• **Objective**:
Reproduce the lines below, everything from the start of the records down to the line that contains "left=83, top=33, right=138, bottom=307", with both ends included.
+++ Data for this task
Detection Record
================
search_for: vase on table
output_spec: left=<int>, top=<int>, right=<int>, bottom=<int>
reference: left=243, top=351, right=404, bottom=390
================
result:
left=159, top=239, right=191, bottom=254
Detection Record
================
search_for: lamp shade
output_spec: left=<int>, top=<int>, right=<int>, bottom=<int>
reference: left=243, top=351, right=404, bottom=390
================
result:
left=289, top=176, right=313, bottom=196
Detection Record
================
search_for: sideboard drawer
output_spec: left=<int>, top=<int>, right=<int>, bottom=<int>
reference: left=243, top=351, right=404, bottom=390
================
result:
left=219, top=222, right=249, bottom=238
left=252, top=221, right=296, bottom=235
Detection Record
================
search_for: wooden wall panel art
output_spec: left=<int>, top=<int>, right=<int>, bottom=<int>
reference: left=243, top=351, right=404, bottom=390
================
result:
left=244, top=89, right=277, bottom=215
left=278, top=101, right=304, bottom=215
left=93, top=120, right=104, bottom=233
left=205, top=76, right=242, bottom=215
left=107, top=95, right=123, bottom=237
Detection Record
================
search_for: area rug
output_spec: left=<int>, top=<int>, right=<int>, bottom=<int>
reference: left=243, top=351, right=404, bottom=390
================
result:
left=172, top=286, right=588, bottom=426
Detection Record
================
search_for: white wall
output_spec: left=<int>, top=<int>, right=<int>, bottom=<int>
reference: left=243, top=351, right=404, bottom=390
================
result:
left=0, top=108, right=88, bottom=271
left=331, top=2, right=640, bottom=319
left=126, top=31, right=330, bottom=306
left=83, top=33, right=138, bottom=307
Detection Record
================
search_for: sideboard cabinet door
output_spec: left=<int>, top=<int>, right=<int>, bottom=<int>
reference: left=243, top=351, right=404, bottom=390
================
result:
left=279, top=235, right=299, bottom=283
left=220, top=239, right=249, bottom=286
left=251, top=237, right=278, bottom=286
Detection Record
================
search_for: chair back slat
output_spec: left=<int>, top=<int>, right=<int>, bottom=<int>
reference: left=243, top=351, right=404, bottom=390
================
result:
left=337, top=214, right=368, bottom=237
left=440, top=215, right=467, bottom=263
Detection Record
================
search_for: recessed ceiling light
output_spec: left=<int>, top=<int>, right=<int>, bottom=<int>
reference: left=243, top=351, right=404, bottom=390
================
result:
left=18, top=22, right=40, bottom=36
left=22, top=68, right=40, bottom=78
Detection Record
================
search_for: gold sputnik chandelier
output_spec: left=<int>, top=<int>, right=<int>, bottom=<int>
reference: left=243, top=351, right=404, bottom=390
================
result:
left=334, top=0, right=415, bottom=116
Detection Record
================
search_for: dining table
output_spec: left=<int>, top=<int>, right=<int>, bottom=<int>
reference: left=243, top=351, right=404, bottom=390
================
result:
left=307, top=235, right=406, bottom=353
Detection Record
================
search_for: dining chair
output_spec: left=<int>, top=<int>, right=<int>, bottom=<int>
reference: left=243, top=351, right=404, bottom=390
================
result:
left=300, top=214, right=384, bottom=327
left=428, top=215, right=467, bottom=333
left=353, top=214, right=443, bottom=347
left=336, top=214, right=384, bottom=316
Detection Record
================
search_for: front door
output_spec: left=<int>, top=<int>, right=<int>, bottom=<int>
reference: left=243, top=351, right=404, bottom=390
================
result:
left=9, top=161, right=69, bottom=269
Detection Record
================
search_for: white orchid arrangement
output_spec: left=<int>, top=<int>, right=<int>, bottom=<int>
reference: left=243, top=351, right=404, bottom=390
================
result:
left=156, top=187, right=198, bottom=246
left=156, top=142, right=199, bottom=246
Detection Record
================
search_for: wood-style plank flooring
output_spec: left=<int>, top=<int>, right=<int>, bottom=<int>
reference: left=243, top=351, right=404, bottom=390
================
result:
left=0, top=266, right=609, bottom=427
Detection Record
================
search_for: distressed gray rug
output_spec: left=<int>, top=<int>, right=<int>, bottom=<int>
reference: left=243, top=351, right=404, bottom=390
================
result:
++++++
• **Expected answer**:
Detection Record
================
search_for: vase on table
output_spec: left=<int>, top=<int>, right=<int>, bottom=<int>
reference: left=243, top=351, right=404, bottom=390
================
result:
left=159, top=239, right=191, bottom=254
Detection Record
================
search_for: lamp shade
output_spec: left=<int>, top=<int>, right=<int>, bottom=<int>
reference: left=243, top=351, right=404, bottom=390
================
result:
left=289, top=176, right=313, bottom=196
Detection Record
================
search_for: sideboard drawer
output_spec: left=<int>, top=<int>, right=<int>, bottom=<int>
reference: left=243, top=351, right=404, bottom=390
================
result:
left=219, top=222, right=249, bottom=238
left=252, top=221, right=296, bottom=235
Detection Record
================
search_for: wooden wall panel art
output_spec: left=<int>, top=<int>, right=<int>, bottom=<int>
reference: left=243, top=351, right=404, bottom=390
================
result:
left=244, top=89, right=277, bottom=215
left=278, top=101, right=304, bottom=215
left=93, top=120, right=104, bottom=233
left=205, top=76, right=242, bottom=215
left=107, top=95, right=123, bottom=237
Detection Record
================
search_for: area rug
output_spec: left=<int>, top=<int>, right=<int>, bottom=<int>
reference: left=243, top=351, right=404, bottom=390
================
result:
left=172, top=286, right=588, bottom=426
Detection Record
================
search_for: white wall
output_spec: left=<int>, top=<int>, right=<int>, bottom=<int>
reference: left=243, top=351, right=404, bottom=390
================
result:
left=0, top=108, right=88, bottom=271
left=331, top=2, right=640, bottom=319
left=126, top=31, right=330, bottom=306
left=83, top=33, right=138, bottom=307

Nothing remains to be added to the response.